Entries from a pointing dataset
>> START

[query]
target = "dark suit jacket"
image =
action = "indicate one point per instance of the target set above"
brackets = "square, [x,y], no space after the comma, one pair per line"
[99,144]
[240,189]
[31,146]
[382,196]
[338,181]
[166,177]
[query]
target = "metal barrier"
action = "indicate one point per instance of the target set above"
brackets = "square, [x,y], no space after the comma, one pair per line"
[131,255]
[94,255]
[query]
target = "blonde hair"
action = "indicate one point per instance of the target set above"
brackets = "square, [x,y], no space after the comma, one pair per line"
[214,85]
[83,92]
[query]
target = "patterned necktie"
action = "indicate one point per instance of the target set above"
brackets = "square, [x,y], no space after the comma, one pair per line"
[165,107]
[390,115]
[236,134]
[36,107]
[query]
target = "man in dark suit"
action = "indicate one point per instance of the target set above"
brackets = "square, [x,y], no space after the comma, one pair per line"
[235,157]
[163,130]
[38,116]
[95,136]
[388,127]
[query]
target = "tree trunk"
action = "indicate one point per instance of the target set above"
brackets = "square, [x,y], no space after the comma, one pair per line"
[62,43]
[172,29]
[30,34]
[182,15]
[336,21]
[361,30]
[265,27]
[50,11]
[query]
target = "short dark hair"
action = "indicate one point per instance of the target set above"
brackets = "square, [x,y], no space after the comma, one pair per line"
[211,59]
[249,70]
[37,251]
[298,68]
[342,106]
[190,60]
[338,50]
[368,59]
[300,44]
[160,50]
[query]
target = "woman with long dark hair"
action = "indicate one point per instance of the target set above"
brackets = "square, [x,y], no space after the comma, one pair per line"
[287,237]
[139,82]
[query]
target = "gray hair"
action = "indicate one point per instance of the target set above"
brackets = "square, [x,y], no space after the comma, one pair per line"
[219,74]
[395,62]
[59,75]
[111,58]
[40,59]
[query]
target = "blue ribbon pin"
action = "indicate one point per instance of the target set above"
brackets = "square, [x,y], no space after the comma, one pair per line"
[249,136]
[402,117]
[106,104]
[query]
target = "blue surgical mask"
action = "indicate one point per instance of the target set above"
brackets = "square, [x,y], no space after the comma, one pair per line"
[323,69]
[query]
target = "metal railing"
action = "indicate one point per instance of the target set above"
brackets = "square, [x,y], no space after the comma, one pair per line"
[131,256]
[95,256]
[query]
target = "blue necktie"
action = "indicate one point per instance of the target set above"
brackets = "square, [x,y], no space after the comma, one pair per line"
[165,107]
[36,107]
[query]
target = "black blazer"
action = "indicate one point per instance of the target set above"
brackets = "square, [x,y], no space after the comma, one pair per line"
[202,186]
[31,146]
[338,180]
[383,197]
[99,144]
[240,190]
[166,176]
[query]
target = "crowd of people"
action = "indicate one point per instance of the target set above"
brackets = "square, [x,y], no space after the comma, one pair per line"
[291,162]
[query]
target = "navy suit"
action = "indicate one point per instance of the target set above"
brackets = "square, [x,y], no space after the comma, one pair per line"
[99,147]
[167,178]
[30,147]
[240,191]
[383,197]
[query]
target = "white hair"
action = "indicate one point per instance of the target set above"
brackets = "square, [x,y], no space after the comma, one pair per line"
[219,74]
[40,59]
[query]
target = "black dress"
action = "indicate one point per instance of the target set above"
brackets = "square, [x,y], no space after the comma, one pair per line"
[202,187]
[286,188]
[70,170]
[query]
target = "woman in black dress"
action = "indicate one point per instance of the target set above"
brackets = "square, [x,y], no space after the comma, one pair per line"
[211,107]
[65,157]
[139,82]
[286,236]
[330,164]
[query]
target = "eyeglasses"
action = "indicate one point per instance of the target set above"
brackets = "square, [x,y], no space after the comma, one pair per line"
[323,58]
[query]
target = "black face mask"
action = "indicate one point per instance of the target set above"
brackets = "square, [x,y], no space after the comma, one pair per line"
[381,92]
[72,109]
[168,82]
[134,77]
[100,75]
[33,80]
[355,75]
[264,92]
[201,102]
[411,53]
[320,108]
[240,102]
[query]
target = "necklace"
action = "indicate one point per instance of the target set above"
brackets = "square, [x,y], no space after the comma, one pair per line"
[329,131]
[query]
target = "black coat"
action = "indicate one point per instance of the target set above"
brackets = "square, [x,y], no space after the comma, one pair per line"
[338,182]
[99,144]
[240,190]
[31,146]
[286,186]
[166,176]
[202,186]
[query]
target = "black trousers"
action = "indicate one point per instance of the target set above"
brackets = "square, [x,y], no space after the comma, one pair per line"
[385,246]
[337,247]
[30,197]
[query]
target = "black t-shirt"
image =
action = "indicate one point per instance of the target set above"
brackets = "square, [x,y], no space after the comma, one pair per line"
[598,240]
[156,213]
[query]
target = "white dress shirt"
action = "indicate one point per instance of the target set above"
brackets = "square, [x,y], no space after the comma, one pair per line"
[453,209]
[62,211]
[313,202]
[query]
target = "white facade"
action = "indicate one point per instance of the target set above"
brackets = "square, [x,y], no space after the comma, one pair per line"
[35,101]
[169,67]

>> END

[GIVEN PROBLEM]:
Extract all lines as given.

[FINISHED ANSWER]:
[query]
target = "dark suit jacket"
image =
action = "indicate one point per instance of the target set above"
brackets = "square, [x,y], no space after the comma, one pair per line"
[99,144]
[240,189]
[31,146]
[382,196]
[338,181]
[166,177]
[query]
target = "metal barrier"
action = "indicate one point per instance of the target set above"
brackets = "square, [x,y], no space after the comma, one pair per line"
[131,255]
[94,255]
[query]
target = "blonde hair"
action = "indicate one point per instance of the target set above"
brackets = "square, [x,y], no space after the comma, one pair per line"
[214,85]
[83,92]
[query]
target = "patterned necktie"
action = "indicate one point per instance of the target set above"
brackets = "square, [x,y], no space after the comma, one pair per line"
[165,107]
[390,115]
[236,134]
[36,107]
[query]
target = "man in dark suit"
action = "indicate one point per instance of the target set above"
brackets = "square, [x,y], no space after the comma, one pair per line"
[235,157]
[163,130]
[38,116]
[95,136]
[388,127]
[query]
target = "tree trunk"
action = "indicate one point per instance of the target set above"
brackets = "square, [x,y], no space after the comma, one pair per line"
[62,43]
[172,29]
[30,34]
[182,15]
[336,21]
[361,30]
[265,27]
[50,11]
[query]
target = "short dark hair"
action = "indicate one point per instance of the target set above"
brackets = "square, [x,y], no space after the comma, one pair per line"
[211,59]
[249,70]
[37,251]
[298,68]
[342,106]
[190,60]
[338,50]
[368,59]
[300,44]
[160,50]
[query]
target = "woman with long dark hair"
action = "indicate one point per instance of the target set above"
brackets = "square, [x,y], no space after the comma, one pair per line"
[287,237]
[139,82]
[query]
target = "gray hair"
action = "indicate one point per instance of the target set above"
brackets = "square, [x,y], no space after the comma, one pair per line"
[219,74]
[395,62]
[59,75]
[111,58]
[40,59]
[query]
target = "blue ribbon pin"
action = "indicate one point per instance of the target set above"
brackets = "square, [x,y], no space after the comma, one pair per line"
[249,136]
[402,117]
[106,104]
[query]
target = "blue surgical mask"
action = "indicate one point per instance of the target set above"
brackets = "square, [x,y], no space after the comma, one pair per line"
[323,69]
[query]
target = "metal railing"
action = "indicate one point per instance of the target set above"
brackets = "square, [x,y], no space after the comma, one pair per line"
[131,256]
[95,256]
[query]
target = "blue necktie"
action = "indicate one point per instance of the target set above"
brackets = "square, [x,y], no space after the comma, one pair per line"
[165,107]
[36,107]
[query]
target = "black blazer"
action = "indicate one point per instance of the target set above"
brackets = "square, [x,y], no space after the comma, one pair per line"
[202,186]
[31,146]
[338,180]
[383,197]
[99,144]
[240,190]
[166,176]
[query]
target = "crowd of people"
action = "indicate one point per instance of the target set above"
brackets = "square, [x,y], no space after the comma, one pair per line"
[291,162]
[query]
target = "navy suit"
action = "indicate one point per instance of the target set above"
brackets = "square, [x,y], no space after the comma, one pair per line"
[99,147]
[167,178]
[30,147]
[240,191]
[383,197]
[query]
target = "white hair"
action = "indicate one point per instance of the target set above"
brackets = "square, [x,y], no space after the comma, one pair per line"
[219,74]
[40,59]
[query]
target = "black dress"
action = "indicate one point per instance of the target set above"
brackets = "square, [x,y], no space after the comma, one pair per line"
[202,187]
[286,188]
[70,170]
[query]
target = "woman in black dress"
action = "indicate one point per instance of the target set above"
brackets = "square, [x,y], no space after the comma, one pair per line"
[211,107]
[65,157]
[139,82]
[286,236]
[330,164]
[query]
target = "eyeglasses"
action = "indicate one point per instance of the target set above"
brackets = "square, [x,y], no space after the comma, one pair per line"
[323,58]
[query]
target = "black face mask"
action = "indicate one point per instance of the target set above"
brackets = "square, [x,y], no space after the comma, one pair per line"
[381,92]
[72,109]
[168,82]
[134,77]
[100,75]
[33,80]
[355,75]
[264,92]
[201,102]
[411,53]
[320,108]
[240,102]
[query]
target = "necklace"
action = "indicate one point per instance of the target set above"
brackets = "square, [x,y], no space after the comma, one pair per line"
[329,131]
[query]
target = "black coat"
action = "indicate one point per instance of the target set above"
brackets = "square, [x,y], no space after the comma, one pair per line"
[338,182]
[99,144]
[240,190]
[31,146]
[286,186]
[166,176]
[202,186]
[query]
target = "black trousers"
action = "indicate one point per instance of the target set above"
brackets = "square, [x,y], no space after the comma, one pair per line"
[385,246]
[337,247]
[30,197]
[query]
target = "black t-shirt"
image =
action = "indicate one point per instance of the target set above"
brackets = "square, [x,y], no space after the comma, one pair per line"
[598,240]
[156,213]
[query]
target = "white dress shirt"
action = "indicate one point per instance of the target set above"
brackets = "square, [x,y], no space after the comma, one pair per line"
[453,209]
[62,211]
[313,202]
[query]
target = "white facade"
action = "indicate one point per instance of the target set above"
brackets = "square, [x,y], no space after the comma, one pair per line"
[35,101]
[169,67]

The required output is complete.